> [Extracted text]:
= = = = = = =

On 1st May of this year, Warrant Officer Leo made application to clear ten days' accumulated leave. The period of leave for which he asked was from 13th May to 24th May. He specified that period because it coincided with the school holidays and he desired to go with his wife and family to his father's house at Tuggerah. Previously, the leave had been postponed on two occasions to suit Army purposes. The application was recommended by his officer commanding and was submitted to the commanding officer. On 2nd May, he was advised by the Adjutant, Captain

Manwaring, that he was to move to R.A.E.M.E. training centre, Bandiana, by 3 p.m. on 3rd May. He drew Captain Manwaring's attention to the application for leave. Captain Manwaring promised to contact Eastern Command, who were handling the posting, and see whether the leave could be granted. After a lapse of time, Warrant Officer Leo rang Eastern Command himself and spoke to Captain Enton. He asked Captain Enton whether any decision had been given to his application for leave, and Captain Enton assured him that he know nothing at all about his application. He then paraded himself before Captain Manwaring and asked whether there had been any decision given by Eastern Command. I ask the Minister to note particularly that Captain Manwaring told him that Eastern Command had refused the application.

Armed with the information that he had received from Captain Enton, he then asked for a parade to the commanding officer. Captain Manwaring repeated in front of the commanding officer the statement he had made to Leo that Eastern Command had refused the application. Leo told Captain Manwaring and the commanding officer that he had contacted Captain Enton and that Captain Enton had advised him that no approach had been made by Captain Manwaring or any other officer of his unit. The commanding officer then said that he would contact Eastern Command. He apparently did so, and the leave was refused.

Prior to Captain Manwaring informing Leo that he was to move to Bandiana, the captain approached the R.A.P. sergeant and told him that Leo, who had been under treatment for six weeks for an infection of the eyes, would probably come to him in an endeavour to obtain a delay of the posting. Captain Manwaring instructed the RA.P. sergeant to ring the honorary medical officer and tell him that Leo would probably be approaching him and that in his, Captain Manwaring's, opinion Leo was only malingering and endeavouring to delay his posting. Leo has made very few appearances on sick parade and, when he has appeared on sick parade, he has always had good reason for doing so.

= = = = = = =

> [Questions to answer]:
• A. Copy the stretch from "Prior to Captain" through "for doing so." in the account of Warrant Officer Leo's leave application.
• B. Resume the account of Warrant Officer Leo's leave application, continuing on from its final sentence.

= = = = = = =

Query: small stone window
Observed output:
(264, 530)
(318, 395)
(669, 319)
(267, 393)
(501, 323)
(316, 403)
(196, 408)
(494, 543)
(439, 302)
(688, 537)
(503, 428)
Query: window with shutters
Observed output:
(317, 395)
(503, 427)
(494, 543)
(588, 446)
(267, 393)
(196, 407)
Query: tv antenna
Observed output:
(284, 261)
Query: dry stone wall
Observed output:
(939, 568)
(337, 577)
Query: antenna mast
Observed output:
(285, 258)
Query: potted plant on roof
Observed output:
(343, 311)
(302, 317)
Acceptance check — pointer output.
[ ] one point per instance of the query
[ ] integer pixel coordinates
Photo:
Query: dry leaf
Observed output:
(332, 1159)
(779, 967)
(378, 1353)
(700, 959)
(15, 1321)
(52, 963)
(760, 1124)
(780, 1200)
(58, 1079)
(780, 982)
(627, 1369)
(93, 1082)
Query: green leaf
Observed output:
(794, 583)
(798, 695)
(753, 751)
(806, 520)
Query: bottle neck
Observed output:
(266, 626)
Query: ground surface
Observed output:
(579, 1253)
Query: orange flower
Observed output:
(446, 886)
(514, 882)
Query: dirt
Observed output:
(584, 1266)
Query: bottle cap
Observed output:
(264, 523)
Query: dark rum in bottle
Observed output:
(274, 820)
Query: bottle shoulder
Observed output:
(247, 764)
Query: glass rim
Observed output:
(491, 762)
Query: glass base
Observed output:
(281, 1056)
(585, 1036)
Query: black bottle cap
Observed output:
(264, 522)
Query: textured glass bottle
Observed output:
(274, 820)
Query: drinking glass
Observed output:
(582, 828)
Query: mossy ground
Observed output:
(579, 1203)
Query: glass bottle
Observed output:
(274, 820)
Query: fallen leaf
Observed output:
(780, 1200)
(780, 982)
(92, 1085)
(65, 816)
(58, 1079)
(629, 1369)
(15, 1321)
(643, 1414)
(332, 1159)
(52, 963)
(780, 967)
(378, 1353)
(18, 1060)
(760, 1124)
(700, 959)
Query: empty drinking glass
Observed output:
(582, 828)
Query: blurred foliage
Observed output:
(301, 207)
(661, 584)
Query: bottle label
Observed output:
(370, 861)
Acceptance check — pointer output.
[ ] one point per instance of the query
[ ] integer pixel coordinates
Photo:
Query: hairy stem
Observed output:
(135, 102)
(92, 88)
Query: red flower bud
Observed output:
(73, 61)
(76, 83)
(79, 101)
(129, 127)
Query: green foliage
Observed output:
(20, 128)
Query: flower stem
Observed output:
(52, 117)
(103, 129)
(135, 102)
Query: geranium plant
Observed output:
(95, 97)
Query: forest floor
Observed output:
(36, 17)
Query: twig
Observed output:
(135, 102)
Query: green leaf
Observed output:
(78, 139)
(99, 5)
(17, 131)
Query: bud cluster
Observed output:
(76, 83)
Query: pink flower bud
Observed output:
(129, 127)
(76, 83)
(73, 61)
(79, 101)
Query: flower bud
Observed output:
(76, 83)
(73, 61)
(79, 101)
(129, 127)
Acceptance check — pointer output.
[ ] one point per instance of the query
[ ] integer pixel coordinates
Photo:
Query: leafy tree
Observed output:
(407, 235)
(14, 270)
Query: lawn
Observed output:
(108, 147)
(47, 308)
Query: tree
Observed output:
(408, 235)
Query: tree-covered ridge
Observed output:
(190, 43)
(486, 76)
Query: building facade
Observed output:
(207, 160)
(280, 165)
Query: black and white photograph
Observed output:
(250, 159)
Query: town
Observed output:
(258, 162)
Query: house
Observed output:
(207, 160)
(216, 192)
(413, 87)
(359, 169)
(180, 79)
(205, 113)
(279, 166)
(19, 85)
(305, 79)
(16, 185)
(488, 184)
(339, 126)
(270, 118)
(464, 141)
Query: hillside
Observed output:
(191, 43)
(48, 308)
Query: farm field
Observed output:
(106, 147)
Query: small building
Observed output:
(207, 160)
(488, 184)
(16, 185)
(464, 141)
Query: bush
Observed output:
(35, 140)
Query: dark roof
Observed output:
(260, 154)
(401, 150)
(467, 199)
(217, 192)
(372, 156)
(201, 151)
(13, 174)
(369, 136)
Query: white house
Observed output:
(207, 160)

= = = = = = =

> [Task answers]:
• A.
Prior to Captain Manwaring informing Leo that he was to move to Bandiana, the captain approached the R.A.P. sergeant and told him that Leo, who had been under treatment for six weeks for an infection of the eyes, would probably come to him in an endeavour to obtain a delay of the posting. Captain Manwaring instructed the RA.P. sergeant to ring the honorary medical officer and tell him that Leo would probably be approaching him and that in his, Captain Manwaring's, opinion Leo was only malingering and endeavouring to delay his posting. Leo has made very few appearances on sick parade and, when he has appeared on sick parade, he has always had good reason for doing so.

• B.
Warrant Officer Leo reported to Bandiana as instructed. On arrival, he was interviewed by the officer commanding of his wing, Major Ollie. He requested leave of Major Ollie and outlined the reason for his application. Major Ollie informed him that the dates he required would not inconvenience any one because the first course he was expected to instruct on would not commence until 10th June. He made the application on 6th May, and on 8th May, at 12.30 p.m., he was informed that his leave would commence as from that evening. He interviewed Major Rice, the administrative officer, and stated the reasons for requiring his leave as from 13th May. Major Rice stated, "The CO. has decreed you will take your leave as from to-night. Do not expect any consideration from me or the colonel. As far as we are concerned, you will get no privileges or consideration while you are with this unit. Do not ask me for consideration, and as for your pay, you can wait until the pay parade to-morrow at midday or get it from Victoria Barracks, but your leave starts to-night." Major Rice, I might add, is at present under investigation by Southern Command for drunk and disorderly conduct on a major Melbourne railway station. He is the individual who is standing over this warrant officer and telling him that unless he does exactly as he is told and is willing to toe the line and obey the instructions that are given to him by his commanding officers, he will not get any consideration at all.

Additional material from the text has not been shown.